> [GIVEN REQUEST]: Count the lines in the entries below that contain the word "head". Give only the number.

> [RAW RECORDS]:
start

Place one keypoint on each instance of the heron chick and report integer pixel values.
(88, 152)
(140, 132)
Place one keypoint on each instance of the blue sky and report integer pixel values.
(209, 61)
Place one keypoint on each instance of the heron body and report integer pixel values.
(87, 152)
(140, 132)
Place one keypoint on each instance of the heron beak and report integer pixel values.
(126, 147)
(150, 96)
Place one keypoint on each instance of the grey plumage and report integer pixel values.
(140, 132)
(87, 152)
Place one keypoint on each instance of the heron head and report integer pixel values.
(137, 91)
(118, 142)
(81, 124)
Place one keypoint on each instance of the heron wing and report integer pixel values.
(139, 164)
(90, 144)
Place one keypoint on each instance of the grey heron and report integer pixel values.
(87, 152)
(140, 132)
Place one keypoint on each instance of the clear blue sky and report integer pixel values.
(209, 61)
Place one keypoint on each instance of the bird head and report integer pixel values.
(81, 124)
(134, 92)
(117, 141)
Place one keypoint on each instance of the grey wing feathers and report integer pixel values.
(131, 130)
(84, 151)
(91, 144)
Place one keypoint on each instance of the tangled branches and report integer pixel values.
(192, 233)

end
start

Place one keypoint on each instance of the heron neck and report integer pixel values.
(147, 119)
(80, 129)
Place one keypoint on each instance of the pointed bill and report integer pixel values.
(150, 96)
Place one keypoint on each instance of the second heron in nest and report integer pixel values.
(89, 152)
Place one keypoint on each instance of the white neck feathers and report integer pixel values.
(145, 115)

end
start

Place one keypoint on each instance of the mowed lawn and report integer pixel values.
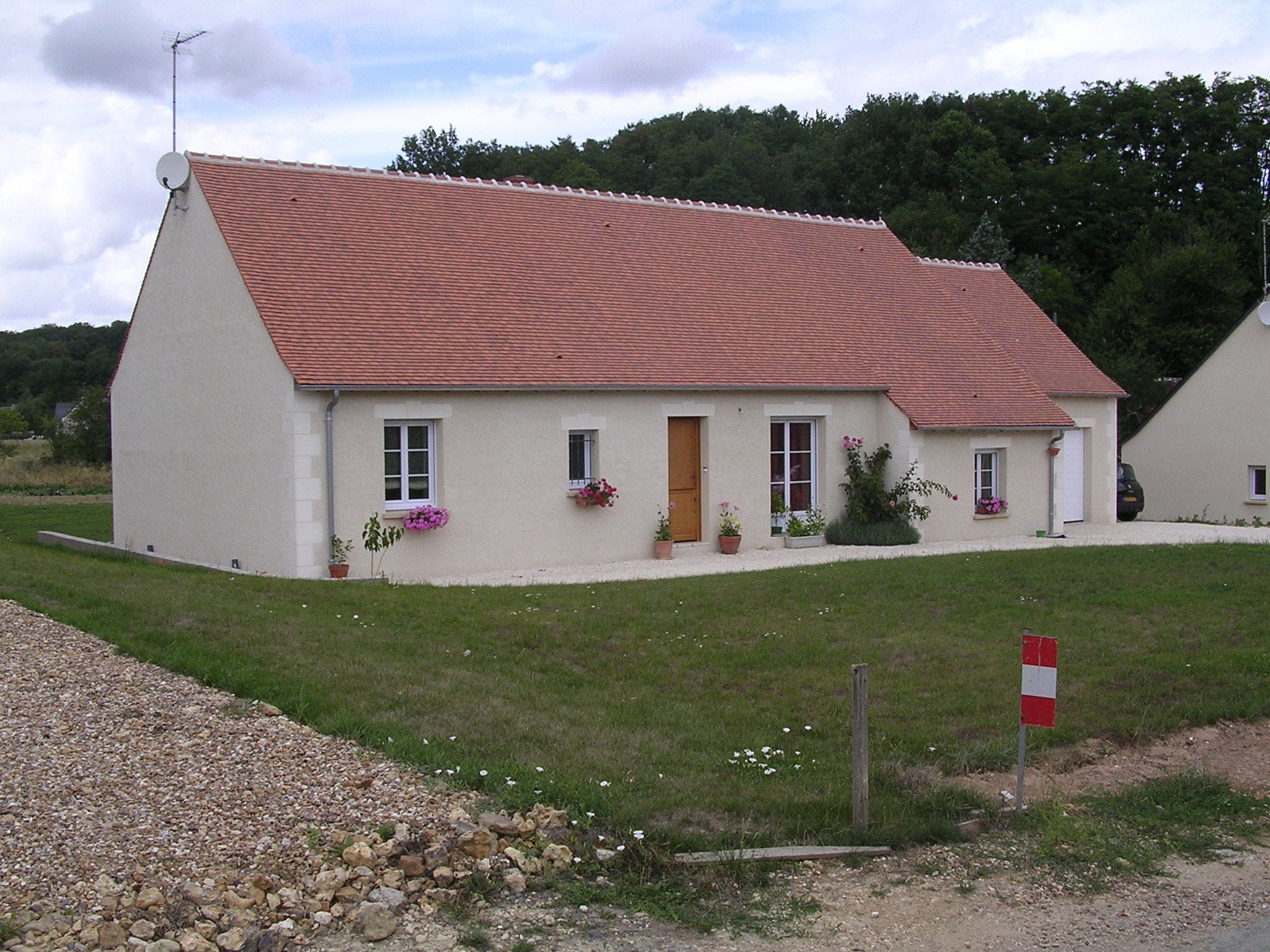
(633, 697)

end

> [ANSWER TO THE PROBLEM]: 2